On July 29th, a female Mexican Olympic boxer posted a photo on her social media showing several sacks of trash thrown out by the Mexican softball team. The bags contained official Mexican Olympic team uniforms and training gear.

Along with the photo, she posted this quote:

“This uniform represents years of effort, sacrifice, and tears. All Mexican athletes yearn to wear it with dignity, and today the Mexican softball team sadly left it all in the garbage of the Olympic villages.”

This act of disrespect was made much worse because 14 of the 15 women competing for the Mexican Olympic softball team were born in the United States.

In fact, Mexico qualified for its first-ever Olympic softball appearance by recruiting American collegiate athletes of Mexican descent, a practice that is totally legal according to the International Olympic Committee, which requires that athletes be citizens or nationals of the country they compete for. Athletes with dual or multiple citizenship can choose which country they want to represent and declare a transfer of allegiance specifically and only for the Olympic games. When the games are over, they can go right back to competing professionally or collegiately in their home country.

- Parts of the exercise -
A. In the passage on the Mexican softball team, how many of the women competing for the team were born in the United States?
B. List the things that the boxer's quote in the passage on the Mexican softball team says the uniform represents.
C. Continue the passage on the Mexican softball team from its last sentence.
The items after this passage on the Mexican softball team are unrelated to it.

- Given records -
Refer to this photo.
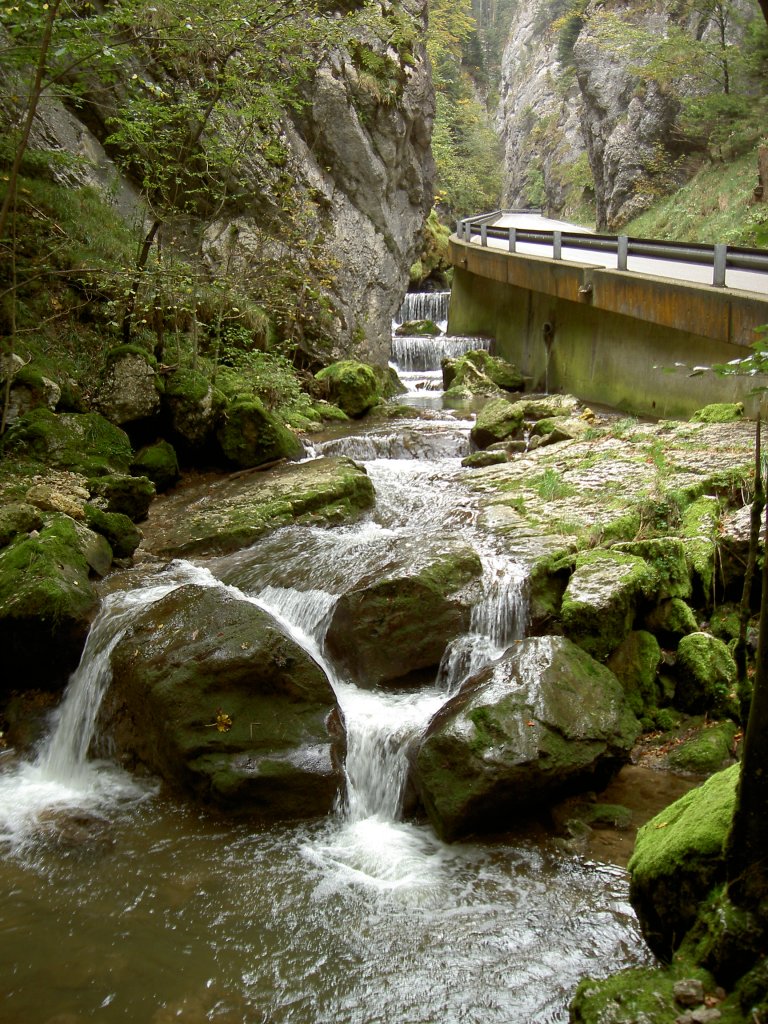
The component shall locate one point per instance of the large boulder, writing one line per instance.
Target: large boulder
(235, 511)
(544, 720)
(351, 385)
(678, 858)
(46, 604)
(602, 597)
(130, 387)
(210, 693)
(389, 630)
(250, 435)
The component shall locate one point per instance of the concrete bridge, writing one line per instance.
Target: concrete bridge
(580, 312)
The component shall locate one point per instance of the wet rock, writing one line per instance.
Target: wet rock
(388, 631)
(130, 388)
(678, 858)
(635, 664)
(211, 694)
(706, 675)
(351, 385)
(497, 421)
(235, 511)
(46, 605)
(84, 442)
(601, 599)
(481, 373)
(251, 435)
(159, 463)
(544, 720)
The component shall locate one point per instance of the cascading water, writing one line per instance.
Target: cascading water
(418, 357)
(361, 918)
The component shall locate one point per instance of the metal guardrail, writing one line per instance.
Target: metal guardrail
(721, 257)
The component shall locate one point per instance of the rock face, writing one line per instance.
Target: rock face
(544, 720)
(571, 117)
(387, 631)
(235, 512)
(235, 715)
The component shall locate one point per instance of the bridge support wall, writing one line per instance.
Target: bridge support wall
(610, 338)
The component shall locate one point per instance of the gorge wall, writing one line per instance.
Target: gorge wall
(359, 154)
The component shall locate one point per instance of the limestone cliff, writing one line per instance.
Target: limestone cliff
(360, 158)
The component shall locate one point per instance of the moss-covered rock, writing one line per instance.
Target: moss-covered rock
(46, 605)
(118, 529)
(667, 557)
(706, 675)
(240, 509)
(377, 634)
(17, 518)
(251, 435)
(481, 373)
(635, 664)
(235, 715)
(723, 412)
(601, 598)
(194, 408)
(709, 752)
(670, 621)
(128, 495)
(351, 385)
(159, 463)
(86, 442)
(544, 720)
(678, 859)
(497, 421)
(130, 387)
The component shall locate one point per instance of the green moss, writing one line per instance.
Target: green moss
(723, 412)
(117, 528)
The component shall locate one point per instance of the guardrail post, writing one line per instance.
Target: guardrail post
(721, 260)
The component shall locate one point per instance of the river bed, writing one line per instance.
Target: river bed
(122, 904)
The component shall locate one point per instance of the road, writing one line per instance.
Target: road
(747, 281)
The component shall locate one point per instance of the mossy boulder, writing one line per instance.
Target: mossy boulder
(543, 721)
(84, 442)
(130, 388)
(601, 599)
(122, 493)
(251, 435)
(351, 385)
(635, 664)
(709, 752)
(706, 677)
(239, 509)
(194, 409)
(670, 621)
(679, 858)
(159, 463)
(497, 421)
(118, 529)
(666, 555)
(210, 693)
(481, 373)
(17, 518)
(46, 605)
(390, 630)
(723, 412)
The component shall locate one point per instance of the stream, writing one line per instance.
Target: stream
(123, 904)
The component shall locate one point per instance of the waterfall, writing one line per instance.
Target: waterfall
(425, 305)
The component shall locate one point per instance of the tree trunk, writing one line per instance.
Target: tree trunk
(747, 853)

- Expected results -
A. 14 of the 15

B. Years of effort, sacrifice, and tears.

C.
Because each of the 200 countries that participated in the Tokyo Games has its own laws governing citizenship and residency, countries wanting a better chance at an Olympic medal can easily bend the rules by actively seeking athletes from other countries who have ancestral ties to the country.

The United States, which has more professional athletes than any other country, is a prime hunting ground for Olympic athletic talent. Only the best of the best qualify to compete on the US Olympic team, but many who don’t make the cut easily qualify to join the team of another country, where the talent pool isn’t so deep or over-crowded.

And that’s exactly what happened in the case of Mexico’s 2020 Olympic softball team, with all but one being born in the United States. This led one news outlet to publish an article titled “Mexico’s Olympic softball team is made in the USA.”

But what are the consequences of stacking a potentially winning team with players who are in it solely to compete and not to “bring home the gold”? How would the Mexican people have felt had the softball team won gold? Would they feel a sense of national pride knowing that 14 out of the 15 metals would go home to the United States and never touch down on Mexican soil? It’s very unlikely.

It also seems quite clear that the women themselves felt more allegiance to the Olympics than to Mexico, eventually admitting that they threw out the team jerseys given them by the Mexican Olympic Committee to make room for bed comforters and quilts from their rooms at Olympic Village. Essentially, they favored souvenirs with six colored rings on them over the uniforms that sported the Mexican flag.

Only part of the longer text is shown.